* _Assignment_:
Look through the records below for the line with "Mark one point on each instance of the player's knee" and the line with "Mark one point on each instance of the light blue socks", then return those lines and all lines between, exactly.

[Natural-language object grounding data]
· · · · ·

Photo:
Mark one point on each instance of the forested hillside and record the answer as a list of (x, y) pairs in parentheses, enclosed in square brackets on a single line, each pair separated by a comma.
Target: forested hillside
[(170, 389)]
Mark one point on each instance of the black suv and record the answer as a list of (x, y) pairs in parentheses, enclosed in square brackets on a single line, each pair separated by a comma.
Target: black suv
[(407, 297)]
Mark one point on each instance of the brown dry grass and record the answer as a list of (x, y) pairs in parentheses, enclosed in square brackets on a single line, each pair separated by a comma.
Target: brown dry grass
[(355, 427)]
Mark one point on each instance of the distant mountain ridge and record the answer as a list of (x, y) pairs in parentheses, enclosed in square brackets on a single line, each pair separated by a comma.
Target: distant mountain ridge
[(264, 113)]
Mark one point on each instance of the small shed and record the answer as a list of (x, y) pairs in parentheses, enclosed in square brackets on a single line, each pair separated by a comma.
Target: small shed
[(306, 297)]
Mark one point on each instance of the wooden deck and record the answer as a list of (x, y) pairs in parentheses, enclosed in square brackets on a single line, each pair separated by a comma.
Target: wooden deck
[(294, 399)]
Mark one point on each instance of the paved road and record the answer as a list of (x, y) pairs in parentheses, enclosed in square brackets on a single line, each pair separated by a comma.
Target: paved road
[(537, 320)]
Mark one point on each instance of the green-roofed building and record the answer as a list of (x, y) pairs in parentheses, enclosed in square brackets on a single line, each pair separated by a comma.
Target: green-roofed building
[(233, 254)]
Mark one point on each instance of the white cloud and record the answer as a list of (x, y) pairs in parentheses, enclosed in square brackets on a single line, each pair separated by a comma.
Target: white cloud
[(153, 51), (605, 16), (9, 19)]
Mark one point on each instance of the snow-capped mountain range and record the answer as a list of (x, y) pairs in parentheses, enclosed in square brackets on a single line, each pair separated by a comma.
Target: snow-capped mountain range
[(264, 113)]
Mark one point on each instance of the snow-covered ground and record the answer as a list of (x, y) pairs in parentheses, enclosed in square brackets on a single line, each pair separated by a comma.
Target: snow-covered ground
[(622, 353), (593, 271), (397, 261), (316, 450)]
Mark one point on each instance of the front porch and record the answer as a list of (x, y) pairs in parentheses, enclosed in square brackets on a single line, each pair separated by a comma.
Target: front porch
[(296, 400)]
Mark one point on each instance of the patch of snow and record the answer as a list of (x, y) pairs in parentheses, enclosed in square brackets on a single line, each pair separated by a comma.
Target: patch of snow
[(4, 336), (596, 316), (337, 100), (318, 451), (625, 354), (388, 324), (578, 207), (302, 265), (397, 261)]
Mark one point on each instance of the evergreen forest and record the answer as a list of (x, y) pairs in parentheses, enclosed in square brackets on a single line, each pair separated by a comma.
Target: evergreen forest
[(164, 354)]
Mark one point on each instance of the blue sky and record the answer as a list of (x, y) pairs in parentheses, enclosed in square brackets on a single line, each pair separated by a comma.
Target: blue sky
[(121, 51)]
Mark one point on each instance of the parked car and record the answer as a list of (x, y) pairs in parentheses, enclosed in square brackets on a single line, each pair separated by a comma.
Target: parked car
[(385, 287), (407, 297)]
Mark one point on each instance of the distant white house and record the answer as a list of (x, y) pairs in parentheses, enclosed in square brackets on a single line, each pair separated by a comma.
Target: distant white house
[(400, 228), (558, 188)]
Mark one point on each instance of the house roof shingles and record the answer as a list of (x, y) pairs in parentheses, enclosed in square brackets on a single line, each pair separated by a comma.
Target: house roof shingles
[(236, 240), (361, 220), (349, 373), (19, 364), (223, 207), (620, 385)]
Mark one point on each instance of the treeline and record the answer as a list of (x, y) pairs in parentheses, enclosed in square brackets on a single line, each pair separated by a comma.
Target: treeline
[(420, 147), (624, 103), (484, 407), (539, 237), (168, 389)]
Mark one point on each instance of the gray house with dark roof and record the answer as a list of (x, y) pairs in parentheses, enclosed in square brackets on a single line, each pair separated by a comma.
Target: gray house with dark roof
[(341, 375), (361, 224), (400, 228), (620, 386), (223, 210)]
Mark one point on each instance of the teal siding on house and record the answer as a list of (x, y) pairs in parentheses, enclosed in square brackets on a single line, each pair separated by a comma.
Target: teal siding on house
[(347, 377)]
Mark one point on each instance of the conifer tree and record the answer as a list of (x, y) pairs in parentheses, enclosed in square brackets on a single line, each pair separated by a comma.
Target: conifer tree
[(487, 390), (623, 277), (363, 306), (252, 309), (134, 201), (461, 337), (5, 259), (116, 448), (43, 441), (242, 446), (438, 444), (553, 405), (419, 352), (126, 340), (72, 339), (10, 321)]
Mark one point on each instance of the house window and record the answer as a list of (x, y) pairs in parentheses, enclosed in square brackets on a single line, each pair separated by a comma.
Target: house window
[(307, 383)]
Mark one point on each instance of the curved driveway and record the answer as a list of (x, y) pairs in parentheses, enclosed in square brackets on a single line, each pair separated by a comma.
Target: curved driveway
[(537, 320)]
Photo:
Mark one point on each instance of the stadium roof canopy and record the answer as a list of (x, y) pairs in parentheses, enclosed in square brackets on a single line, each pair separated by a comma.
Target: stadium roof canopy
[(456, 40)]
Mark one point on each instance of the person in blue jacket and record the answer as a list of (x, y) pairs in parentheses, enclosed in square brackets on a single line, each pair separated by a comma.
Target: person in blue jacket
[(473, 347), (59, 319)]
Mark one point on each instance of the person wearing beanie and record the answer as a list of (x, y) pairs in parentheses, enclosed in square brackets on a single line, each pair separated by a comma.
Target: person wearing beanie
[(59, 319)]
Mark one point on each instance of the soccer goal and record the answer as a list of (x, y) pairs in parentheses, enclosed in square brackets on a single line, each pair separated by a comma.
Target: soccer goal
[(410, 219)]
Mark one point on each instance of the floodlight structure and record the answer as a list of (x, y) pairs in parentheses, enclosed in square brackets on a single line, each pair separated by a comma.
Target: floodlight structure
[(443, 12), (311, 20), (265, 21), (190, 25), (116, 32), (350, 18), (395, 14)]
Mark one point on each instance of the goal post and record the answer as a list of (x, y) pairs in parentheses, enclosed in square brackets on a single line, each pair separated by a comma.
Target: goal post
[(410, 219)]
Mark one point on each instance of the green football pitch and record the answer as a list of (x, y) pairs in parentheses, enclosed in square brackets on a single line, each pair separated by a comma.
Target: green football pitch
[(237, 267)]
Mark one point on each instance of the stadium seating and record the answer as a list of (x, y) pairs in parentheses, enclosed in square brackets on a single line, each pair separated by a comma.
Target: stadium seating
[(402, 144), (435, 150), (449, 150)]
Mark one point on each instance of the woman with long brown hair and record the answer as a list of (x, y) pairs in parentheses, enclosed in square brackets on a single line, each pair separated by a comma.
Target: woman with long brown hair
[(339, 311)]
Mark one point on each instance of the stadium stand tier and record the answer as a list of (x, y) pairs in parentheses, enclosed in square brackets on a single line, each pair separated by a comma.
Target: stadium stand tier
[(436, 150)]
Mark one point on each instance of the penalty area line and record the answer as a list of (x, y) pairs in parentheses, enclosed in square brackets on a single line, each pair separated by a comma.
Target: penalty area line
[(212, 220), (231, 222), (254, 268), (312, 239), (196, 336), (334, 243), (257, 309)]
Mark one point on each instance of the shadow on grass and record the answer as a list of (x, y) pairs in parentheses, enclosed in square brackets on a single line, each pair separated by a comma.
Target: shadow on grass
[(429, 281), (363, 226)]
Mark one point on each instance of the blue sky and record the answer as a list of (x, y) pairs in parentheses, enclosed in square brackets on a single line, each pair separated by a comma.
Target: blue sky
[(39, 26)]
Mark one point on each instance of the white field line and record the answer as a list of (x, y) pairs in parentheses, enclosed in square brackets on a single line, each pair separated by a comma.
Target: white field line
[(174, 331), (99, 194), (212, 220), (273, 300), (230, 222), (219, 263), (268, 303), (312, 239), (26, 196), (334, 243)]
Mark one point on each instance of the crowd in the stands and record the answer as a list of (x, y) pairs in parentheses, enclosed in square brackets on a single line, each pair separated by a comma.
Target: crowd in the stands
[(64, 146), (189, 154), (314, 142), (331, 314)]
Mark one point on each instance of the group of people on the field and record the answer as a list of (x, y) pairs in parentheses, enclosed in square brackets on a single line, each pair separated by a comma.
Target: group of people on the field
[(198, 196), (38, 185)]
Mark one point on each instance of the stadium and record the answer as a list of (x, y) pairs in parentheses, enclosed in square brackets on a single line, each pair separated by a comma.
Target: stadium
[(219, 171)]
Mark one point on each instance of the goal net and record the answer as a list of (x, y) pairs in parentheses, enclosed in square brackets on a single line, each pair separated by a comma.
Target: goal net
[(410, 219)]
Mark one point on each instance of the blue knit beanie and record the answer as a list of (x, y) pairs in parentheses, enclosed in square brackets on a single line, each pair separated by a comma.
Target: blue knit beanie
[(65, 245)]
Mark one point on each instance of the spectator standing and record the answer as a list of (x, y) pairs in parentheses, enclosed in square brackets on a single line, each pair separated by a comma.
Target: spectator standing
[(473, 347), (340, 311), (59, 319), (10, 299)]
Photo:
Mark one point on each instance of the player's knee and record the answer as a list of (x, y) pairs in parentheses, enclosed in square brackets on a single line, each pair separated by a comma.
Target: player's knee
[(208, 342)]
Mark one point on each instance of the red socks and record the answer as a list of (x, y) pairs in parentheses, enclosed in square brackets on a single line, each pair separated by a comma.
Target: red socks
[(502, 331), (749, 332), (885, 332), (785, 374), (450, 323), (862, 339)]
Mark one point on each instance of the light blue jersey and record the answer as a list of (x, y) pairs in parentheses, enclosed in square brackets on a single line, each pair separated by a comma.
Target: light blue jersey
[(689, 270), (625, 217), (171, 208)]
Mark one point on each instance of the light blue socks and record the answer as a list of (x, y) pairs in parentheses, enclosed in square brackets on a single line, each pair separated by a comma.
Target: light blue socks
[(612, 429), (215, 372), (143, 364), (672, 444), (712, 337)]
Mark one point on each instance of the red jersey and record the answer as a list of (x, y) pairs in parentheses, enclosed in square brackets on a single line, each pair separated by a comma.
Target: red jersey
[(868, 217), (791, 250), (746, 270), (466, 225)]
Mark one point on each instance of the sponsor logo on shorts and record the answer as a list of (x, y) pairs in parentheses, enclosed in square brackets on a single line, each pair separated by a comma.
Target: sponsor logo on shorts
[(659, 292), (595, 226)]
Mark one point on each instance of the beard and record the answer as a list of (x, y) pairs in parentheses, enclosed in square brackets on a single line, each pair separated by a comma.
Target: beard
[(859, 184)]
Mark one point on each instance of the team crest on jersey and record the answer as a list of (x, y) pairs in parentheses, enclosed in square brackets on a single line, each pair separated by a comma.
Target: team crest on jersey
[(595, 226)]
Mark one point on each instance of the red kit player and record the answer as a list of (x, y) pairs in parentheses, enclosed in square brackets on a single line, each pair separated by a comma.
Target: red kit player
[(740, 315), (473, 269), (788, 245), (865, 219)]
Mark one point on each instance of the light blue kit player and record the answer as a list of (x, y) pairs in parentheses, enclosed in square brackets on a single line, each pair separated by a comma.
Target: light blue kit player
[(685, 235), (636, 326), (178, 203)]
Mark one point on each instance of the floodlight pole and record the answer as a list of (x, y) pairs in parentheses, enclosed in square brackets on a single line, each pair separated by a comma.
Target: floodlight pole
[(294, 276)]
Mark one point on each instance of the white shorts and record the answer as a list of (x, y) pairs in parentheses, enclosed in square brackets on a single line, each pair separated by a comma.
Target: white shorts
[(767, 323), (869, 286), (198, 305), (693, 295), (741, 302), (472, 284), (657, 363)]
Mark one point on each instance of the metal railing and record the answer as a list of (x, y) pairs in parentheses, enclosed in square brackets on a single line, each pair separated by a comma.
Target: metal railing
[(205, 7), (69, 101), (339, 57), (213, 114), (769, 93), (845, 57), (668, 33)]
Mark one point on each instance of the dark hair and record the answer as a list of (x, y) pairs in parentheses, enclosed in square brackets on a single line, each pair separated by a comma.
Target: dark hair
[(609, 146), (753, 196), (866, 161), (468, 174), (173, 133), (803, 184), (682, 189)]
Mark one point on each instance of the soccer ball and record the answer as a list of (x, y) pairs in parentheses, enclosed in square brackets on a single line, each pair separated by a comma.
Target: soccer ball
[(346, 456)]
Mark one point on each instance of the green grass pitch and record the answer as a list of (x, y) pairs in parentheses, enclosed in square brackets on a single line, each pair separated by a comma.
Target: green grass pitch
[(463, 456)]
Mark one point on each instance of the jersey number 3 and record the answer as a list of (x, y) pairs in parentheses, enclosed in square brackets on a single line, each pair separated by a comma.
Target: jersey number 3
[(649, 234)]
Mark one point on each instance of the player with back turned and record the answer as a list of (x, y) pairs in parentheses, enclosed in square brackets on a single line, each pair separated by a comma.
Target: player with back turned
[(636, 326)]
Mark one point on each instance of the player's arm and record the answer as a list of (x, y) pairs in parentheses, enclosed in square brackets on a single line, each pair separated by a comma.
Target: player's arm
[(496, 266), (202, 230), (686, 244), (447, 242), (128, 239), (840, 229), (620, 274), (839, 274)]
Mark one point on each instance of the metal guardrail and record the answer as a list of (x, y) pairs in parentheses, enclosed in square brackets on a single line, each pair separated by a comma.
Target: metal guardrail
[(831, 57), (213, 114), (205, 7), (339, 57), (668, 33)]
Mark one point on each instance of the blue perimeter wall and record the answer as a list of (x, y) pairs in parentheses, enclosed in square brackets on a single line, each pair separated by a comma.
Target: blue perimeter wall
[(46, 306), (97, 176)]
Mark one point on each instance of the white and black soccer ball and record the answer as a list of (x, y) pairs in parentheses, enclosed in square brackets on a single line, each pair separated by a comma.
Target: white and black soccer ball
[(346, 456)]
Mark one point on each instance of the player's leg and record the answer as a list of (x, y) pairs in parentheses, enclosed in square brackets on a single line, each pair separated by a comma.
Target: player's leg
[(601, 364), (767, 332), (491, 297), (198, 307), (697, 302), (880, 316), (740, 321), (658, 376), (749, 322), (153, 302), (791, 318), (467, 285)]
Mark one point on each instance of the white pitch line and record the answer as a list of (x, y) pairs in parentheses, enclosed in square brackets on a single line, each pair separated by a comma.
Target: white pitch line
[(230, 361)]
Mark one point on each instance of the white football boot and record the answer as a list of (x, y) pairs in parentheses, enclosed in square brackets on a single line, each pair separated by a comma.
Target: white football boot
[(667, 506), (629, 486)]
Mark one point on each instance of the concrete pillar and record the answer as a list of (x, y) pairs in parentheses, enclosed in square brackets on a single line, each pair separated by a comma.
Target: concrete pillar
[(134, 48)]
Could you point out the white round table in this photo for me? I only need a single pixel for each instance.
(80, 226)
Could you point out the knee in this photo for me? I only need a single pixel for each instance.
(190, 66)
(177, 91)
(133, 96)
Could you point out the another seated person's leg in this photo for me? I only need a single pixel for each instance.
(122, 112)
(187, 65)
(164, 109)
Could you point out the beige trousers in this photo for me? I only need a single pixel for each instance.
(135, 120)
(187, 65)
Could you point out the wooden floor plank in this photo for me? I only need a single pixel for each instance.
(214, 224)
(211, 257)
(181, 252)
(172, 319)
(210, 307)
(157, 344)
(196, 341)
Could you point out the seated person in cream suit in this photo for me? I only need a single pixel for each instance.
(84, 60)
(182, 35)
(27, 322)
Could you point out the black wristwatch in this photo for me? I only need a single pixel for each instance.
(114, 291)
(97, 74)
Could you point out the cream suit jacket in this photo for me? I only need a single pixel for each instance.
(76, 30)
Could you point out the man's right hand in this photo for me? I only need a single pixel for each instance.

· · · · ·

* _Solution for this task_:
Mark one point on each instance of the player's knee and record the answer as a list of (x, y) pairs in parentheses, enclosed in square brackets on a single line, each pair separated by a comma.
Target: player's knee
[(208, 342)]
Mark one point on each instance of the red socks and record the answer as a list of (x, y) pairs in parentheses, enclosed in square brackets on a single line, each pair separated by a comma.
Target: red socks
[(502, 331), (749, 332), (885, 332), (785, 374), (450, 323), (862, 339)]
Mark one point on each instance of the light blue jersey and record the answer as a list of (x, y) pairs in parentheses, enclosed in square brackets on a single line, each pair separated by a comma.
Target: light blue jersey
[(689, 270), (625, 217), (171, 208)]
Mark one point on each instance of the light blue socks and record the answer as a list of (x, y) pairs in parentheses, enclosed in square brackets on a single line, each pair separated by a comma.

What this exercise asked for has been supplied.